→ Problems and tasks:
1: In the text about the child's seating, which two chairs is the family considering?
2: From the text about the child's seating, reproduce the passage from "3 yo DGS with" to "(which are good!).".

→ Extracted text:
==*==

3 yo DGS with spastic quad, but often quite floppy (no rigidity). He has fluctuating tone and his 'normal' movements are hindered by the arching and massed extension pattern. Quite frankly it is driving us bonkers as he throws himself out of sitting, 4 point kneeling, etc. (not purposely of course). Its hard work on us and it interferes with his therapy. Physio says its not good for the extension pattern to lay on the floor all the time, though he rolls freely and plays in side lying (which are good!).

We're thinking of a tumble form or tomato chair. He has a jenx and rifton corner seat, but he is arching so much against the restrictions he is a sweaty little mess in no time! Does the tumble form come up fairly upright.? Reclining would be no good as he needs to strengthen his trunk and neck. Breaking the extension pattern is a nightmare, and a battle we are losing sad btw we will ask his OT next time we see her and just need advice from people whove been there.

==*==

→ Excerpted records:
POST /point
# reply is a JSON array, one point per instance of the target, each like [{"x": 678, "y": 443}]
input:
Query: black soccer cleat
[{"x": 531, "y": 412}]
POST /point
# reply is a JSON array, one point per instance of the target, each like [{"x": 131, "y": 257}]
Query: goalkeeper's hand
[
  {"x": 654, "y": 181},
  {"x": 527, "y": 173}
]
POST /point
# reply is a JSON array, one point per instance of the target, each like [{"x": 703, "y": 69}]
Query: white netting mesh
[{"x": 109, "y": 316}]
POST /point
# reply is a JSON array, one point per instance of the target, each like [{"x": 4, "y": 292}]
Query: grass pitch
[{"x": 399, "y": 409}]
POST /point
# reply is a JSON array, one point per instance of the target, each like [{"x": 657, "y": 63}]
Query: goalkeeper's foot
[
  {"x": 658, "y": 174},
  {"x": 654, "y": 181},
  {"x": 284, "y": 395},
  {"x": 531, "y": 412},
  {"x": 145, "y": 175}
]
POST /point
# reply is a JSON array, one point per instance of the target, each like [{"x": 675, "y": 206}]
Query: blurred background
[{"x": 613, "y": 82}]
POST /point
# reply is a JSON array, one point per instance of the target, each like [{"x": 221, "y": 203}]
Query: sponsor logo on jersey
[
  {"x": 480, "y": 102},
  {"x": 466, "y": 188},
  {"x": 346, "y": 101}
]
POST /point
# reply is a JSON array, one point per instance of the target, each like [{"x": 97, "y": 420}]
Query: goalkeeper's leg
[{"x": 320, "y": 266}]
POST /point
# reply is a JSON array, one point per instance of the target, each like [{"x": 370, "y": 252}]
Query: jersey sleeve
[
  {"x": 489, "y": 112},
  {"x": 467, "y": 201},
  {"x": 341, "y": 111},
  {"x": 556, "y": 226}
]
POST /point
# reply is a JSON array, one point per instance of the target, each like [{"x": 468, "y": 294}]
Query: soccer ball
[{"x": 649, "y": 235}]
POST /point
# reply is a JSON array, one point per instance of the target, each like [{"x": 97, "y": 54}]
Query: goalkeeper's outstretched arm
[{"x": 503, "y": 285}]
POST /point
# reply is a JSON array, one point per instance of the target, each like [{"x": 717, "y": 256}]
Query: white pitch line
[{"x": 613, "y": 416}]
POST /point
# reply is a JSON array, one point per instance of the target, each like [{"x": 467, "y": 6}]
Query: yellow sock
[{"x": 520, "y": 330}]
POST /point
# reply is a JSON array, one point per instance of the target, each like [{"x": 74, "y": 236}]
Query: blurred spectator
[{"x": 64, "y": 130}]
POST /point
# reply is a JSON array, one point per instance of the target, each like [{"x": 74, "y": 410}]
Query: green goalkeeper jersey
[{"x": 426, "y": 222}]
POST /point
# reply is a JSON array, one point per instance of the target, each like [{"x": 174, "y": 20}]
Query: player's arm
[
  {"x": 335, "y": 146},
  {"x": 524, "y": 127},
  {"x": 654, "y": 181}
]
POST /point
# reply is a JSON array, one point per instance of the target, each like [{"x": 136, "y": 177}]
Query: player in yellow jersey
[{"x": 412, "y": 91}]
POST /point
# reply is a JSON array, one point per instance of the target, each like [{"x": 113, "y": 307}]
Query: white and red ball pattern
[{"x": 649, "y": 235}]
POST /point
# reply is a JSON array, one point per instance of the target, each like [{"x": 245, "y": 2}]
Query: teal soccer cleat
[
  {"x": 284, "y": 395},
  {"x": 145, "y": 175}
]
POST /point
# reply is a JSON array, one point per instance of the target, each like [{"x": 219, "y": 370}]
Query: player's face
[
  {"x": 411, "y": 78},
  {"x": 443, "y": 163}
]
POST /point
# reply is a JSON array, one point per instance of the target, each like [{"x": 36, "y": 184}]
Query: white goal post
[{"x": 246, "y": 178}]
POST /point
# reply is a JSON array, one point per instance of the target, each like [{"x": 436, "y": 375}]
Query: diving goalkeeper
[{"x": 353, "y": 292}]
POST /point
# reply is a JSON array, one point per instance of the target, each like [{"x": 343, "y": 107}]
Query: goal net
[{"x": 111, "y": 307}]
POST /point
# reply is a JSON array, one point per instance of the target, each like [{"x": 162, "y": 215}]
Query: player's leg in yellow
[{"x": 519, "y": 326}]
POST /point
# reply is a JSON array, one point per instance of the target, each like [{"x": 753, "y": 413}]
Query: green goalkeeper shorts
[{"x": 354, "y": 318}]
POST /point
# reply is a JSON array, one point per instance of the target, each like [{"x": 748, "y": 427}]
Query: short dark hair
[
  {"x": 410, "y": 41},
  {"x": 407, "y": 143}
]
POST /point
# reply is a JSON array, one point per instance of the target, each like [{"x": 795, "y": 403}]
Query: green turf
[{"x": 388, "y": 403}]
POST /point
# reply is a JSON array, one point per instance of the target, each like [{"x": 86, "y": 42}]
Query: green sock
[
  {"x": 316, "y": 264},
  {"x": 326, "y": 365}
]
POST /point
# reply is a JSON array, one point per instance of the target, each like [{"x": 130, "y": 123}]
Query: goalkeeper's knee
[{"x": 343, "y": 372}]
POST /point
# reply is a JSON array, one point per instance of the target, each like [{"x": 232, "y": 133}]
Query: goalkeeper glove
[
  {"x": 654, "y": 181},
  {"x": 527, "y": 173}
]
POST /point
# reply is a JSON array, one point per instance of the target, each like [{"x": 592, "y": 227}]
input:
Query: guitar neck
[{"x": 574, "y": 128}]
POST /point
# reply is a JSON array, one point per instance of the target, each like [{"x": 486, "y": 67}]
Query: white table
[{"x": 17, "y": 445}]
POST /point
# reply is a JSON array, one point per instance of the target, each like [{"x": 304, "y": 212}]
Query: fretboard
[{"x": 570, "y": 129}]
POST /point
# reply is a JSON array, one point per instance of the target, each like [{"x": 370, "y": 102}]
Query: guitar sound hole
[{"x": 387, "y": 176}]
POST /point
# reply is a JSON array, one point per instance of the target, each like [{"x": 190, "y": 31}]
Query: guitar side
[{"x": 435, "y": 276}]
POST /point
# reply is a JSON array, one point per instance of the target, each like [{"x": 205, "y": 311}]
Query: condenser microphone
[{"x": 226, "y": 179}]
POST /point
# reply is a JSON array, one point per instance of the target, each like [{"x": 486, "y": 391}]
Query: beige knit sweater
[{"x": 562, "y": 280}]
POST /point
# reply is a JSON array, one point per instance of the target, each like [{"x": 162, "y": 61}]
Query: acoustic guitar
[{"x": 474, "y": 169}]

==*==

→ Expected results:
1: A tumble form or a tomato chair.

2:
3 yo DGS with spastic quad, but often quite floppy (no rigidity). He has fluctuating tone and his 'normal' movements are hindered by the arching and massed extension pattern. Quite frankly it is driving us bonkers as he throws himself out of sitting, 4 point kneeling, etc. (not purposely of course). Its hard work on us and it interferes with his therapy. Physio says its not good for the extension pattern to lay on the floor all the time, though he rolls freely and plays in side lying (which are good!).